**指示 1**
項目のうち、「the kitchen counter?」を含む行から「[283,117,422,330]」を含む行まで（両端を含む）を、「soap dispenser」を「hand soap」に置き換えて書き直すこと。他の部分は一切変えず、この範囲の行だけを示す。

**文書抜粋**
========

ATS-Pとのみ記す場合、一般的には次の1から4の意味で用いられる。当ページでは特記なき場合、フルスペック版ATS-Pを指す。当サイトに於ける呼称はATS-P/名称を参照のこと。

  1. P型ATSグループ全体を指す場合。
    パターン制御を行なうATS、およびP型を名乗るATS全体を指す。
    現用中の全てのP型ATSと、関西本線型ATS-PおよびH形ATSを指す。
     
  2. P型ATSグループのうち、現用中のものを指す場合。
    パターン制御を行なうATS、およびP型を名乗るATSのうち現用中の全てのものを指す。
    関西本線型ATS-PおよびH形ATSは含まない。
     
  3. P型ATSグループのうち、名称が「ATS-P形」であるものを特定して指す場合。
    JR東日本のATS-P形(全線P方式)、およびJR西日本のATS-P形(全線P方式と拠点P方式の双方を含む)を指す。H形ATSを含む場合がある。ATS-PN形およびATS-Ps形は含まない。
     
  4. P型ATSグループのうち、全線P型ATSを特定して指す場合。
    JR東日本のATS-P形、およびJR西日本のATS-P形(全線P方式)、およびATS-PN形を指す。H形ATS、およびJR西日本の拠点P方式のATS-P形(JR西日本式拠点P型)、およびATS-Ps形(JR東日本式拠点P型)は含まない。

ATS-Pの分類

ここではP型ATSグループを名称別に分類する。

  • 関西本線型ATS-P(正式名称不明)
    パターン参照型ATSとしては最初に開発された変周型ATSである。1974年から関西本線で長期に亘り試験運用が行なわれたが、トランスポンダ式が正式採用されたため全廃された。
  • H形ATS
    トランスポンダ式としては最初に実用化されたP型ATS、JR化後に撤去された模様である。
  • ATS-P形
    設置方法の違いにより全線P型と拠点P型がある。JR東日本が全線P型を、JR西日本が全線P型・拠点P型の両方式を導入している。(なお、ここでいうATS-P形とは上記「ATS-Pの定義」の「3」が指すもののうち、ATS-H形を除いたものである。)

========

**指示 2**
ATS-Pについての文書抜粋を、最後の文の後から書き継ぐこと。

========

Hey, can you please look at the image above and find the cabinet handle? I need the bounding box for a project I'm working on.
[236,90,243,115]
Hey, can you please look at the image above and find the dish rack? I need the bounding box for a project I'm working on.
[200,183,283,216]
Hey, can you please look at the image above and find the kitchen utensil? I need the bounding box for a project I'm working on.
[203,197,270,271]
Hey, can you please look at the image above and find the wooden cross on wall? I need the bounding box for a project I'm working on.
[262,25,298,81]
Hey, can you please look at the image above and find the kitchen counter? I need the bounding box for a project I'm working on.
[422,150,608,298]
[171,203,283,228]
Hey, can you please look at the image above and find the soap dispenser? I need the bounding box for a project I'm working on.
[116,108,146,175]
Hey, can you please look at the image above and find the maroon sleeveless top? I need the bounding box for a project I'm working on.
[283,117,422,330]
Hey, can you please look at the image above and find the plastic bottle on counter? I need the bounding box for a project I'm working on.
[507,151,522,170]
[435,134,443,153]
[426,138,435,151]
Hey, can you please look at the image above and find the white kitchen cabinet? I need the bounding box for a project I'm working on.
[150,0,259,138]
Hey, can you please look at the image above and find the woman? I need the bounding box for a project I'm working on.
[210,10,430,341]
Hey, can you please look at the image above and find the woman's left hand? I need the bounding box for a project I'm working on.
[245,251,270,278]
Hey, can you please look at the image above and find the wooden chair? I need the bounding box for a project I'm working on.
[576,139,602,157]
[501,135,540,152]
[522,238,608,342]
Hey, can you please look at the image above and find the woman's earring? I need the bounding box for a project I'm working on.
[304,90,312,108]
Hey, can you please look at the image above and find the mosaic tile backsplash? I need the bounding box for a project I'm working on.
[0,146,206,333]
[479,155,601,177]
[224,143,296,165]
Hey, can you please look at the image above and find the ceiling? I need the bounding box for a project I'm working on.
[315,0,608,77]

========

**解答 1**
Hey, can you please look at the image above and find the kitchen counter? I need the bounding box for a project I'm working on.
[422,150,608,298]
[171,203,283,228]
Hey, can you please look at the image above and find the hand soap? I need the bounding box for a project I'm working on.
[116,108,146,175]
Hey, can you please look at the image above and find the maroon sleeveless top? I need the bounding box for a project I'm working on.
[283,117,422,330]

**解答 2**
  • ATS-Ps形
    JR東日本のみ導入している。JR東日本の改良形ATS (ATS-Sx型)であるATS-Sn形との互換性に配慮したシステムで、拠点P方式として設置されている。今後は主要停車場のみに設置する方向で整備されるものと思われる。設置方法やその他の実情から、P形ATSグループの中では最も保安度が低いと見られる。

ATS-Pの特徴・機能

ここではフルスペック版ATS-Pの機能について記述する。

  • 赤信号外方での列車停止機能
    ATS-Pの最大の機能的特徴は、列車を赤信号外方(手前)で停止させることである。
    ATS-P以前のATS-S形では赤信号手前で運転士に警報を出し、運転士が警報を無視した際に緊急ブレーキを作動させていたが、運転士が確認ボタンを押した後は強制的にブレーキが作動しないという危険極まりないものであった。また現在普及している改良形ATS (ATS-Sx型)では、確認ボタンを押した後でも赤信号を冒進した際に強制的にブレーキを作動させるよう改良されたが、この場合でも車輌が停止するのは赤信号内方であり、高速であれば最大で600m過走し先行列車に追突する可能性がある。これに対しATS-Pでは、赤信号外方(手前)で列車を強制的に停止させることが出来る。
    ATS-Pは絶対信号機許容信号機の双方に対して、赤信号外方(手前)で列車を停止させる機能がある。
  • 常時速度照査
    ATS-Pは赤信号冒進を防止するために、列車が赤信号外方(手前)で停止可能な速度であるか否かを監視する。また、一部の曲線や線路終端部等に於いて許容された速度内であるか否かを監視する。また、列車の速度が路線に許容された最高速度を超過しているか否かを常に監視する。これらの機能を速度照査と言う。点速照のATS-ST型による速度照査と異なり、ATS-Pではパターンを作成して連続的に速度照査を行なう。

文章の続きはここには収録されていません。